* [Requirement]: Can you copy out the listing below verbatim, with every line in its original order?

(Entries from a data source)
□ □ □
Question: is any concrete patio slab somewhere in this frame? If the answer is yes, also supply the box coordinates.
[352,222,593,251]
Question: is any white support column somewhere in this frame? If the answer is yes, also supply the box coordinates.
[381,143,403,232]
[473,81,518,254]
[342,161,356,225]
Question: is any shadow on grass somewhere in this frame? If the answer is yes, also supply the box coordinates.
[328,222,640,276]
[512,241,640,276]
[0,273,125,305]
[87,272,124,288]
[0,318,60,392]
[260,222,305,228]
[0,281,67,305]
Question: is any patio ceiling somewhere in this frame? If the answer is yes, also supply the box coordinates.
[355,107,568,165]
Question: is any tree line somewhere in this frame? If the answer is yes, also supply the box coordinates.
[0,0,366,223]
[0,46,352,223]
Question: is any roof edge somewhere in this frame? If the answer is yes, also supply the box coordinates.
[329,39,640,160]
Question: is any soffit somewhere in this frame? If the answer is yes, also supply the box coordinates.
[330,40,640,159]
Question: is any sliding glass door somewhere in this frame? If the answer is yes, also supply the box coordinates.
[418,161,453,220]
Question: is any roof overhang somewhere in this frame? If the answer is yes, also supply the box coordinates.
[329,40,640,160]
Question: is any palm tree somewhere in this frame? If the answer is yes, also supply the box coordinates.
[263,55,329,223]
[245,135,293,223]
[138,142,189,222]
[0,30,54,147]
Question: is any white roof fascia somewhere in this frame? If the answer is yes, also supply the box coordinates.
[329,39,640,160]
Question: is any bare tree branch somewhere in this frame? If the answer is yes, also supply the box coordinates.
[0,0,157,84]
□ □ □
* [Answer to the task]:
Question: is any concrete patio slab somewhere in this frame? If the answer is yes, also supply the box coordinates.
[352,222,593,251]
Question: is any white support column somewhere in this frame? If the answer is yes, also supply the box coordinates.
[381,143,403,232]
[473,81,518,254]
[342,161,356,225]
Question: is any shadow on grass somewhere in this frame? If the answer is yes, also supply the box coordinates.
[328,222,640,276]
[512,241,640,276]
[0,273,125,305]
[87,272,124,288]
[0,318,60,392]
[260,222,305,228]
[0,281,67,305]
Question: is any patio ceiling somewhere in this frame? If the answer is yes, also supply the box coordinates.
[355,107,568,165]
Question: is any tree line somewhere in this frame? If the answer is yes, also supply the box coordinates.
[0,0,366,223]
[0,46,352,223]
Question: is any roof edge somewhere in this frame? If the answer is yes, also supply the box coordinates.
[329,39,640,160]
Question: is any soffit somewhere in this frame? If the answer is yes, also supply the box coordinates.
[330,40,640,159]
Question: is any sliding glass door somewhere in this frame? If the answer is yes, also supply the box coordinates.
[418,161,453,220]
Question: is any roof overhang somewhere in this frame? If the answer is yes, also supply the box coordinates.
[329,40,640,160]
Question: is any palm tree somewhere in this frame? If the answer is yes, also supply the box coordinates.
[263,55,329,223]
[245,135,293,223]
[138,142,189,222]
[0,30,54,147]
Question: is any white roof fascia somewhere in this frame? If the answer is yes, also supply the box coordinates.
[329,39,640,160]
Question: is any bare tree branch somewhere in this frame? If the answer is yes, also supply the box coordinates.
[0,0,157,84]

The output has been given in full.